[Start]

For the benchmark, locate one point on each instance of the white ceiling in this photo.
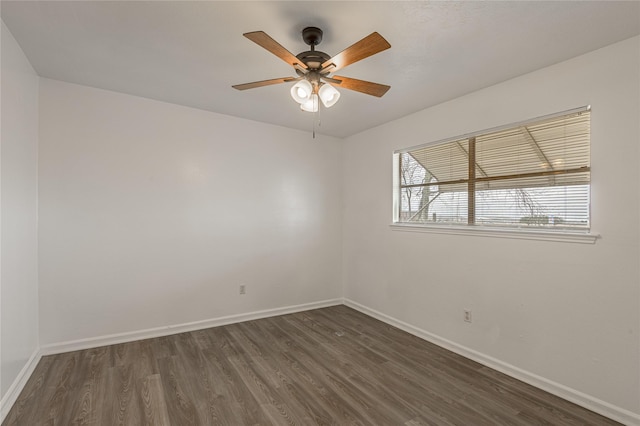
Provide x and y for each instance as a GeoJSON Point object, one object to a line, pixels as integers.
{"type": "Point", "coordinates": [190, 53]}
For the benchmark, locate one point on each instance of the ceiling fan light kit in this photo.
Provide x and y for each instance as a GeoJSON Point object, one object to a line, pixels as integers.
{"type": "Point", "coordinates": [313, 68]}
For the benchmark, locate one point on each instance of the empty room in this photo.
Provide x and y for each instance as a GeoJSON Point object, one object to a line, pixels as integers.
{"type": "Point", "coordinates": [320, 212]}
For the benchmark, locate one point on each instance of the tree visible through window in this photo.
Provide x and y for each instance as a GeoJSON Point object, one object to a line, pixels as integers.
{"type": "Point", "coordinates": [532, 175]}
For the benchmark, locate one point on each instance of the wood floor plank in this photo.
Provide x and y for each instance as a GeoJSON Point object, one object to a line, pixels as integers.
{"type": "Point", "coordinates": [331, 366]}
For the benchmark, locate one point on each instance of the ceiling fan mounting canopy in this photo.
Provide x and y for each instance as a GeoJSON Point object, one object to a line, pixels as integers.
{"type": "Point", "coordinates": [312, 36]}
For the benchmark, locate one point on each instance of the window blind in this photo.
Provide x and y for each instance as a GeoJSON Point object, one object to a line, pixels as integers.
{"type": "Point", "coordinates": [533, 175]}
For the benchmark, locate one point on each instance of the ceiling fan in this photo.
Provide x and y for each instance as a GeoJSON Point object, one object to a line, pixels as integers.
{"type": "Point", "coordinates": [314, 67]}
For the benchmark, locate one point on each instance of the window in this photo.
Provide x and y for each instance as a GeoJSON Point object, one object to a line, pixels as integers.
{"type": "Point", "coordinates": [533, 175]}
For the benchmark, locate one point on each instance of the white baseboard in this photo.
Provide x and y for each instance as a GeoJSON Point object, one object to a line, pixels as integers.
{"type": "Point", "coordinates": [11, 396]}
{"type": "Point", "coordinates": [130, 336]}
{"type": "Point", "coordinates": [589, 402]}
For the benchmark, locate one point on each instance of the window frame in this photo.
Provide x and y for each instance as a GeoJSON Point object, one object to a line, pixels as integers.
{"type": "Point", "coordinates": [548, 234]}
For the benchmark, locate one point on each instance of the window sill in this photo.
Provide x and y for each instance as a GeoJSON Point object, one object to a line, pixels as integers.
{"type": "Point", "coordinates": [522, 234]}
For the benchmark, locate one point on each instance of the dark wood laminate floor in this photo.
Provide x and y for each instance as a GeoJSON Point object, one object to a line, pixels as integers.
{"type": "Point", "coordinates": [326, 366]}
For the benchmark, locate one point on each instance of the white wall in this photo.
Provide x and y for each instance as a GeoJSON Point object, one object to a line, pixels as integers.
{"type": "Point", "coordinates": [18, 224]}
{"type": "Point", "coordinates": [153, 214]}
{"type": "Point", "coordinates": [568, 313]}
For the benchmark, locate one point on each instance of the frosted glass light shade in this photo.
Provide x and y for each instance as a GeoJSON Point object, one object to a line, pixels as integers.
{"type": "Point", "coordinates": [311, 105]}
{"type": "Point", "coordinates": [301, 91]}
{"type": "Point", "coordinates": [328, 95]}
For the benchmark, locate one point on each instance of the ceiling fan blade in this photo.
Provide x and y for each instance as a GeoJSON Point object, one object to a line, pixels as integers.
{"type": "Point", "coordinates": [255, 84]}
{"type": "Point", "coordinates": [367, 87]}
{"type": "Point", "coordinates": [263, 39]}
{"type": "Point", "coordinates": [370, 45]}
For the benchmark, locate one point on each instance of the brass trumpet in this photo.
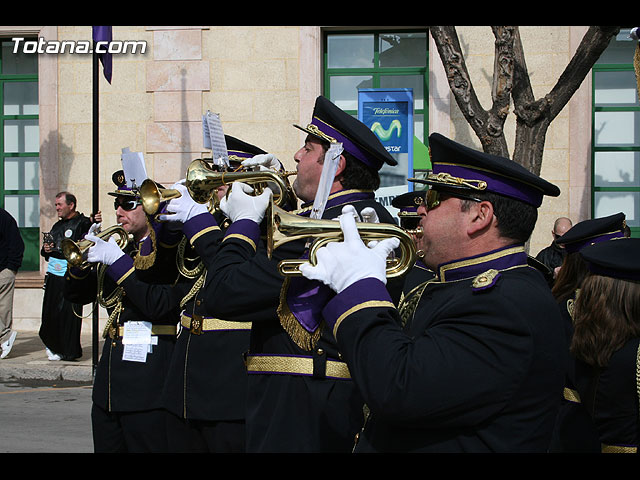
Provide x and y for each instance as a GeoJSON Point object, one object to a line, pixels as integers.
{"type": "Point", "coordinates": [75, 252]}
{"type": "Point", "coordinates": [152, 195]}
{"type": "Point", "coordinates": [202, 182]}
{"type": "Point", "coordinates": [284, 227]}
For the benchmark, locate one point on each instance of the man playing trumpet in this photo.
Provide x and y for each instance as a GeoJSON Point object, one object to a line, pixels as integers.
{"type": "Point", "coordinates": [300, 394]}
{"type": "Point", "coordinates": [127, 413]}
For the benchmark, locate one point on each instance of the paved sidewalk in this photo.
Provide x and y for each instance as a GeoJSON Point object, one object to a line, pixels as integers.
{"type": "Point", "coordinates": [28, 360]}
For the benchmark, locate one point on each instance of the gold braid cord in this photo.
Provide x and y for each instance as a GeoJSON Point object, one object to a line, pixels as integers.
{"type": "Point", "coordinates": [198, 272]}
{"type": "Point", "coordinates": [407, 306]}
{"type": "Point", "coordinates": [636, 66]}
{"type": "Point", "coordinates": [112, 301]}
{"type": "Point", "coordinates": [301, 337]}
{"type": "Point", "coordinates": [638, 372]}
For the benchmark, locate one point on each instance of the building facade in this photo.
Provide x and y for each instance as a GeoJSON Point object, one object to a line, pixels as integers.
{"type": "Point", "coordinates": [263, 79]}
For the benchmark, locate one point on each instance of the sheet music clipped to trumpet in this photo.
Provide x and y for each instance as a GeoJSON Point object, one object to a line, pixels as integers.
{"type": "Point", "coordinates": [213, 138]}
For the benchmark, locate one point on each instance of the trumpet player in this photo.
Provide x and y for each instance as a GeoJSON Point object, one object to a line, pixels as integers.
{"type": "Point", "coordinates": [301, 397]}
{"type": "Point", "coordinates": [127, 414]}
{"type": "Point", "coordinates": [407, 205]}
{"type": "Point", "coordinates": [61, 320]}
{"type": "Point", "coordinates": [479, 367]}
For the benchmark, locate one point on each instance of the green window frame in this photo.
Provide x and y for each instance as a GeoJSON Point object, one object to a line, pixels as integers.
{"type": "Point", "coordinates": [377, 72]}
{"type": "Point", "coordinates": [615, 113]}
{"type": "Point", "coordinates": [30, 234]}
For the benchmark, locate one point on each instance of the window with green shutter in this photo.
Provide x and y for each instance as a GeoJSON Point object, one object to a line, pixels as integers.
{"type": "Point", "coordinates": [20, 146]}
{"type": "Point", "coordinates": [616, 133]}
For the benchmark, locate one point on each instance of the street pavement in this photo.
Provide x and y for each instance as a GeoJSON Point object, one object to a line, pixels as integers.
{"type": "Point", "coordinates": [46, 405]}
{"type": "Point", "coordinates": [28, 360]}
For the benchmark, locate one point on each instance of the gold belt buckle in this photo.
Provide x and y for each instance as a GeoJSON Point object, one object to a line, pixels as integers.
{"type": "Point", "coordinates": [196, 324]}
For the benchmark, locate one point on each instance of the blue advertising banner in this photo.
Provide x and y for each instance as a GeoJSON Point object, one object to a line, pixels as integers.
{"type": "Point", "coordinates": [388, 112]}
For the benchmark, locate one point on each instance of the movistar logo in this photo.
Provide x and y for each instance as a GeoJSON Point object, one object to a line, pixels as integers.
{"type": "Point", "coordinates": [386, 134]}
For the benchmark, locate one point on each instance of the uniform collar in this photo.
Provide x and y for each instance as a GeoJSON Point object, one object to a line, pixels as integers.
{"type": "Point", "coordinates": [500, 259]}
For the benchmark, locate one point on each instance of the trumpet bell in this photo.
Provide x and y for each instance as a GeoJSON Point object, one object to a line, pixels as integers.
{"type": "Point", "coordinates": [152, 195]}
{"type": "Point", "coordinates": [75, 252]}
{"type": "Point", "coordinates": [202, 181]}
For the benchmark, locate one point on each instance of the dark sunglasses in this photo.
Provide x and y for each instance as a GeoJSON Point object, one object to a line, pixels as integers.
{"type": "Point", "coordinates": [434, 197]}
{"type": "Point", "coordinates": [127, 205]}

[End]

» TASK PROMPT
Exclude all images and restate the records above word for word.

» SOLUTION FOR THIS PROBLEM
For the benchmark, locate one point on each instance of the white ceiling in this photo.
Provide x and y for each instance as a GeoJSON Point object, one object to a line, pixels as integers.
{"type": "Point", "coordinates": [190, 53]}
For the benchmark, locate one point on each instance of the ceiling fan light kit in this photo.
Provide x and y for each instance as a GeoJSON Point object, one object to a line, pixels as integers.
{"type": "Point", "coordinates": [313, 68]}
For the benchmark, locate one point on each instance of the empty room in this photo.
Provide x and y for each instance as a GeoJSON Point object, one object to a line, pixels as integers.
{"type": "Point", "coordinates": [320, 212]}
For the benchmark, locate one point on each instance of the tree visible through window in this photo.
Provide x and y for each instance as a GeoJSON Point object, one object to a line, pixels as integers.
{"type": "Point", "coordinates": [532, 175]}
For the benchmark, locate one point on each instance of the wood floor plank in this photo.
Provide x and y for each instance as a GeoJSON Point object, one object to a line, pixels as integers.
{"type": "Point", "coordinates": [331, 366]}
For the benchmark, locate one point on each instance of the ceiling fan mounting canopy in this photo.
Provide x and y for each instance as a GeoJSON Point object, one object to a line, pixels as integers.
{"type": "Point", "coordinates": [312, 36]}
For the benchmark, locate one point on each instance of the window blind in this photo.
Provide x and y for each instance as a GeoJSON Point object, one object to a line, pixels as integers.
{"type": "Point", "coordinates": [533, 175]}
For the benchmark, locate one point on each instance of the ceiling fan in this photo.
Provide x and y for each instance as a GeoJSON Point object, one object to a line, pixels as integers.
{"type": "Point", "coordinates": [314, 67]}
For the benchmark, locate one point on each instance of the window in this photo.
Provide x and y for each instance as a GeoJSON Point object, one object to a line, pixels as integers.
{"type": "Point", "coordinates": [533, 175]}
For the benchmark, locate one point on each instance of the white baseboard in this photo.
Provide x and y for each instance as a GeoJSON Point object, one object to a line, pixels as integers.
{"type": "Point", "coordinates": [11, 396]}
{"type": "Point", "coordinates": [130, 336]}
{"type": "Point", "coordinates": [589, 402]}
For the benchmark, locate one point on each instance of the window frame in this photo.
Provide x and y for each instance as a GeoJSON Point object, one object to a line, pixels as integers.
{"type": "Point", "coordinates": [548, 234]}
For the benchmark, locate one point on each instance of the window sill in this photo.
Provide x and y for each instance as a GeoJSON Point object, one object to a line, pixels as integers.
{"type": "Point", "coordinates": [522, 234]}
For the benchmark, locate one point on each instance of the dark wood laminate floor in this photo.
Provide x and y for each instance as a GeoJSON Point object, one object to a line, pixels as integers.
{"type": "Point", "coordinates": [326, 366]}
For the benchmark, locate one point on each instance of the white wall in this photo.
Provide x and y for each instance as a GeoJSON Point object, one object to a line, pixels as integers.
{"type": "Point", "coordinates": [18, 224]}
{"type": "Point", "coordinates": [153, 214]}
{"type": "Point", "coordinates": [568, 313]}
For the benchmark, locate one point on each instance of the frosted glass light shade in this photo.
Provide x and y for each instance as a GeoJSON Point object, one object to a line, pixels as integers.
{"type": "Point", "coordinates": [311, 105]}
{"type": "Point", "coordinates": [301, 91]}
{"type": "Point", "coordinates": [328, 95]}
For the benchmark, locate one point on each instance of the ceiling fan blade in this photo.
Provide x and y for each instance as a GeoJSON Point object, one object to a line, pixels as integers.
{"type": "Point", "coordinates": [255, 84]}
{"type": "Point", "coordinates": [367, 87]}
{"type": "Point", "coordinates": [263, 39]}
{"type": "Point", "coordinates": [370, 45]}
For the benchmark, locate one point on each instance of the brass trumpet in this photo.
Provide x and y for each instance as a GeoJSON Point object, one object to a line, pixels as integers.
{"type": "Point", "coordinates": [75, 252]}
{"type": "Point", "coordinates": [152, 195]}
{"type": "Point", "coordinates": [202, 182]}
{"type": "Point", "coordinates": [284, 227]}
For the benchmark, locate one point on each instance of the man playing trumpet in this photo.
Provide x and y for each instance as a GeoJSON Point object, one object to a line, pixels as integers.
{"type": "Point", "coordinates": [300, 394]}
{"type": "Point", "coordinates": [127, 413]}
For the benchmark, locate one point on each instance of the paved sidewalk in this photo.
Provide x and y for each instance as a GeoJSON Point object, one object to a line, pixels as integers.
{"type": "Point", "coordinates": [28, 360]}
For the benchmark, locate one point on each instance of the gold braid cord in this photo.
Provide x and y for each instance as a GeoJSON Point object, one object to a line, pixels as integers.
{"type": "Point", "coordinates": [198, 272]}
{"type": "Point", "coordinates": [407, 306]}
{"type": "Point", "coordinates": [636, 66]}
{"type": "Point", "coordinates": [112, 301]}
{"type": "Point", "coordinates": [301, 337]}
{"type": "Point", "coordinates": [638, 372]}
For the benchmark, locate one point on each instance of the building facade in this photo.
Provide x and y for each instance as a GeoJSON Point object, one object to a line, pixels as integers.
{"type": "Point", "coordinates": [263, 79]}
For the benchmark, locate one point on each instance of the sheet music clipped to trumpet in this photo.
Provide x and y for each instance as a GeoJSON Point object, one object to a line, pixels as integers.
{"type": "Point", "coordinates": [213, 138]}
For the benchmark, locate one point on each instance of the trumpet player in this photo.
Provide x and y for each instance as a GeoJSON Point object, one object to a line, pixels as integers.
{"type": "Point", "coordinates": [301, 397]}
{"type": "Point", "coordinates": [127, 414]}
{"type": "Point", "coordinates": [407, 205]}
{"type": "Point", "coordinates": [61, 320]}
{"type": "Point", "coordinates": [479, 367]}
For the benchmark, locate one point on each instance of the green window frame in this photo.
Provide x and y for each instance as a GeoJSON Point object, one object to a line, pixels as integers.
{"type": "Point", "coordinates": [377, 72]}
{"type": "Point", "coordinates": [615, 113]}
{"type": "Point", "coordinates": [30, 234]}
For the benchmark, locate one point on each instance of the window with green shutter in this photo.
Provide x and y for each instance as a GeoJSON Point object, one object to a line, pixels as integers.
{"type": "Point", "coordinates": [20, 146]}
{"type": "Point", "coordinates": [616, 133]}
For the benchmark, locate one point on each instance of the street pavement in this photo.
Provide x and y for each instance as a GeoJSON Point object, one object to a line, pixels as integers.
{"type": "Point", "coordinates": [46, 405]}
{"type": "Point", "coordinates": [28, 360]}
For the benchmark, locate one point on each instance of the gold belt buckle in this photo.
Provide x and y for each instance as a GeoJSON Point object, one object to a line, pixels as integers.
{"type": "Point", "coordinates": [196, 324]}
For the benchmark, locate one point on each instance of the blue advertising banner in this photo.
Provide x and y for each instance as a GeoJSON Point object, one object to a line, pixels as integers.
{"type": "Point", "coordinates": [388, 112]}
For the benchmark, locate one point on each instance of the movistar logo in this photo.
Provide x and y for each instance as a GeoJSON Point object, one object to a line, pixels as integers.
{"type": "Point", "coordinates": [386, 134]}
For the benchmark, locate one point on each instance of the uniform collar in this photo.
Provide x and y for each instance as a GeoJSON Point object, one object to a line, pixels as integers.
{"type": "Point", "coordinates": [500, 259]}
For the benchmark, locate one point on each instance of the trumpet bell in this photo.
Provide x and y for each instance as a GeoJSON Point object, one object to a line, pixels as integers.
{"type": "Point", "coordinates": [152, 195]}
{"type": "Point", "coordinates": [75, 252]}
{"type": "Point", "coordinates": [202, 181]}
For the benchmark, locate one point on each instance of the dark sunglasses in this photo.
Provide x and y for each instance as a GeoJSON Point object, one object to a line, pixels as integers.
{"type": "Point", "coordinates": [434, 197]}
{"type": "Point", "coordinates": [127, 205]}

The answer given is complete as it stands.